HMO: A budget-friendly plan
A Health Maintenance Organization (HMO) plan is one of the most affordable types of health insurance. It has low premiums and deductibles, and fixed copays for doctor visits.
HMOs require you to choose doctors within their network. When you sign up for an HMO, you’ll need to pick a primary care physician (PCP) for your regular checkups. Your PCP has to give you a referral before you can see a specialist, such as a local dermatologist or OB-GYN. Choosing a provider who is not in your HMO’s network, or visiting a specialist without a referral from your PCP is not likely to be covered by an HMO plan and may mean significant out of pocket costs.
POS: An affordable plan with out-of-network coverage
Just like an HMO, a Point of Service (POS) plan requires that you get a referral from your PCP before you can see a specialist. But with slightly higher premiums than an HMO, this type of plan covers out-of-network doctors. Costs are higher when you use services that are out of network. So keep in mind that, even though you’ll have the option to see a doctor who’s out of network, you’ll want to stay in-network whenever possible. If you want to have both in-network and out-of-network coverage, you may want to consider a POS plan.

* [Source material]
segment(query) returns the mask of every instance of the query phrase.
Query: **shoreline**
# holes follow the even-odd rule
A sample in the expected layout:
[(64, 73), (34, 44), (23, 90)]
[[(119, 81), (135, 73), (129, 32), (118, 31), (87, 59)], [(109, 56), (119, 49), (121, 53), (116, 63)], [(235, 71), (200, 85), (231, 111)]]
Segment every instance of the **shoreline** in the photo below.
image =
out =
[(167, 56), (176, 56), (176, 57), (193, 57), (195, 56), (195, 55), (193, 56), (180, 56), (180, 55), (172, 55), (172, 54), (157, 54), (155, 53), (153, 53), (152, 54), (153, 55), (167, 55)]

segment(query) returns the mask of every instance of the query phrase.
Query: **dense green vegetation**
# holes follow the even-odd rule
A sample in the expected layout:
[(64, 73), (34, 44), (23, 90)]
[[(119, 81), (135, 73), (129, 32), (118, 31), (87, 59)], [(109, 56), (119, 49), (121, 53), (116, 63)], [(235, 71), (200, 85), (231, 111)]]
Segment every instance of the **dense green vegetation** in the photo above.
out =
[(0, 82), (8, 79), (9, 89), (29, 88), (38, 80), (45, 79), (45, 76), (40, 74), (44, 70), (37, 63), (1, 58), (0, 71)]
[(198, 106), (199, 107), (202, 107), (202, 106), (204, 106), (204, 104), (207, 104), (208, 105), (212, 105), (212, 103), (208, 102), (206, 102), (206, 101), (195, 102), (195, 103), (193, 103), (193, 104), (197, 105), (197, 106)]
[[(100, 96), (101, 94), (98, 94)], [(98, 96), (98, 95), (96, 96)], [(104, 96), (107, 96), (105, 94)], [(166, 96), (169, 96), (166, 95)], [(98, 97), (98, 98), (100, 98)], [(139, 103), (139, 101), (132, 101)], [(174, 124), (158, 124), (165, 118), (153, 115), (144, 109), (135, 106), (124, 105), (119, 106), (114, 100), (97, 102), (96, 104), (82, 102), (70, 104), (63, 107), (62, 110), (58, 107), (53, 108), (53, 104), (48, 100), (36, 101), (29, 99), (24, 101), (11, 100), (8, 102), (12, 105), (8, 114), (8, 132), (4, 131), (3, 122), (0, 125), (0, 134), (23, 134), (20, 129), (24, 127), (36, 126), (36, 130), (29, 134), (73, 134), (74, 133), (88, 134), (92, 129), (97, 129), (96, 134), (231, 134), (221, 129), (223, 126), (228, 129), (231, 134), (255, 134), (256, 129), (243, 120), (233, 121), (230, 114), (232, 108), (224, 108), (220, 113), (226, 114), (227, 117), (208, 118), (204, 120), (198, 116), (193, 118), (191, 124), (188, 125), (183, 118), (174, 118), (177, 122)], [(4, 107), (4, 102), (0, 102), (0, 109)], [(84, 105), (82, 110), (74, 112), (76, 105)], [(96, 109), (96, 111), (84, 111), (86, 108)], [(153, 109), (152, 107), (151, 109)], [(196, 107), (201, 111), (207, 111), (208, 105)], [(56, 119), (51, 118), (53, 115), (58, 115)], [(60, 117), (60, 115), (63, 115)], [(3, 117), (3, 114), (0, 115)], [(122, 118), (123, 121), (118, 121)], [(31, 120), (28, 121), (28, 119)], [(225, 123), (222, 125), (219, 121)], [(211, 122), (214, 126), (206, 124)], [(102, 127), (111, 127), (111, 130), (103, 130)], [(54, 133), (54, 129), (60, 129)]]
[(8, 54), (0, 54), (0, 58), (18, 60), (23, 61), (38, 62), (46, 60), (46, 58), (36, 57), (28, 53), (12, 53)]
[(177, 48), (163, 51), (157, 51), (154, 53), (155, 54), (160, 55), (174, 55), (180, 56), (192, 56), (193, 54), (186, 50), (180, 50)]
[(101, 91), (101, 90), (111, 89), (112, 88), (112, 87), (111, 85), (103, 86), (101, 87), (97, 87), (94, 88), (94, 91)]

* [Work to complete] Could you continue the text on health insurance plan types from its last sentence about POS plans?

* [Response area]
PPO: The plan with the most flexibility
A Preferred Provider Organization (PPO) plan has higher premiums than an HMO or POS does. But this plan lets you see specialists and out-of-network doctors without needing a referral from a PCP. Copays and coinsurance for in-network doctors are low. If you know you’ll need more specialized healthcare in the coming year and you can afford higher premiums, you may want to consider a PPO plan.
HDHP: The plan with lower monthly fees and a higher deductible
A High-Deductible Health Plan (HDHP) has a higher deductible than that of a traditional insurance plan. The monthly premium is usually lower, but you pay more healthcare costs yourself. This is because all services are out-of-pocket expenses that go towards paying off your deductible. Once that’s been paid off, your insurance company will start paying for your health expenses. Designed for people with few medical expenses, an HDHP can be combined with a health savings account (HSA), which lets you set aside tax-free money to pay for certain medical expenses.